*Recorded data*
※

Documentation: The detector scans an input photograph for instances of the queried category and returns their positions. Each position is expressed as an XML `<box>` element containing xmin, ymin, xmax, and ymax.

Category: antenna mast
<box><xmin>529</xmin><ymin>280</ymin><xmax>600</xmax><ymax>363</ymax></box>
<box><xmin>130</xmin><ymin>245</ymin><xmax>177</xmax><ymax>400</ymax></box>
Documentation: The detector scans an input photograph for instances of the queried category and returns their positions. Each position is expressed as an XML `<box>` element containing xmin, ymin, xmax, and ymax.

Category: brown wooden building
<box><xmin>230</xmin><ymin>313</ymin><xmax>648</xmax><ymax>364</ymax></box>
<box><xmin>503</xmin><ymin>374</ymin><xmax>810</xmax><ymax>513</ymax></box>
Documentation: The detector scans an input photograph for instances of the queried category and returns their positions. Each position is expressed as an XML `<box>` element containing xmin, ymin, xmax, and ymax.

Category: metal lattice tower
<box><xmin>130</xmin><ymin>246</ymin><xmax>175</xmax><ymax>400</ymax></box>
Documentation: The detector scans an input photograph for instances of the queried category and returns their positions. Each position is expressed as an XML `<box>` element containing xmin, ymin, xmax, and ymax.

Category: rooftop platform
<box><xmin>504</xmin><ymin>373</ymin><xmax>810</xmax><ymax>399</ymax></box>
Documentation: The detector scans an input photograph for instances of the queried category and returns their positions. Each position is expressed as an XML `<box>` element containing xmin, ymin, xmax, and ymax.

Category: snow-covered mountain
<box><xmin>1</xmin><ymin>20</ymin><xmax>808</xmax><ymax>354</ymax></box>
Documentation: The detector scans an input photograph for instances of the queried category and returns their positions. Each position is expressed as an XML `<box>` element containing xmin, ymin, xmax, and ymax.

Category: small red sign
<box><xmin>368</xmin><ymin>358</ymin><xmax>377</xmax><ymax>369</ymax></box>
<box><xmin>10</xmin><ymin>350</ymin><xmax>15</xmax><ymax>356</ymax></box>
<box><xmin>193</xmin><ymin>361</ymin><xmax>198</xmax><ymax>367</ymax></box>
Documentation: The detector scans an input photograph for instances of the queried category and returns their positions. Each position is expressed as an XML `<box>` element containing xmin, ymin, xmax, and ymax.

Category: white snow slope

※

*Exercise aim*
Write out a word-for-word copy of every entry above.

*Solved problem*
Documentation: The detector scans an input photograph for instances of the queried category and returns their positions. Each position is expressed as an XML `<box>` element containing xmin, ymin, xmax, and ymax.

Category: antenna mast
<box><xmin>529</xmin><ymin>280</ymin><xmax>600</xmax><ymax>363</ymax></box>
<box><xmin>130</xmin><ymin>245</ymin><xmax>177</xmax><ymax>400</ymax></box>
Documentation: The detector scans an input photograph for instances of the queried category and returns their positions. Each position is expressed as an XML `<box>` element containing xmin, ymin, xmax, and ymax.

Category: brown wooden building
<box><xmin>230</xmin><ymin>313</ymin><xmax>648</xmax><ymax>364</ymax></box>
<box><xmin>503</xmin><ymin>374</ymin><xmax>810</xmax><ymax>513</ymax></box>
Documentation: The detector scans an input photograph for instances of the queried category and returns their positions. Each position is expressed as an XML `<box>` element containing xmin, ymin, xmax, and ymax.

Category: metal lattice tower
<box><xmin>130</xmin><ymin>246</ymin><xmax>175</xmax><ymax>400</ymax></box>
Documentation: The detector scans an input photograph for instances of the queried category and returns their positions. Each position is expressed as an XML `<box>` element containing xmin, ymin, xmax, and ymax.

Category: rooftop platform
<box><xmin>504</xmin><ymin>373</ymin><xmax>810</xmax><ymax>399</ymax></box>
Documentation: The detector scans an input photograph for instances of the queried category and returns their positions. Each position is expressed as an XML `<box>` element containing xmin, ymin, xmax, and ymax.

Category: snow-covered mountain
<box><xmin>1</xmin><ymin>20</ymin><xmax>808</xmax><ymax>354</ymax></box>
Documentation: The detector scans an input photograph for instances of the queried category and returns their positions. Each position is expressed as an XML `<box>` element containing xmin, ymin, xmax, and ymax.

Category: small red sign
<box><xmin>368</xmin><ymin>358</ymin><xmax>377</xmax><ymax>369</ymax></box>
<box><xmin>10</xmin><ymin>350</ymin><xmax>15</xmax><ymax>356</ymax></box>
<box><xmin>193</xmin><ymin>361</ymin><xmax>198</xmax><ymax>367</ymax></box>
Documentation: The detector scans an input photograph for instances of the queried category and returns their positions. Each position is expressed as an XML `<box>` element containing xmin, ymin, xmax, and ymax.

Category: white snow slope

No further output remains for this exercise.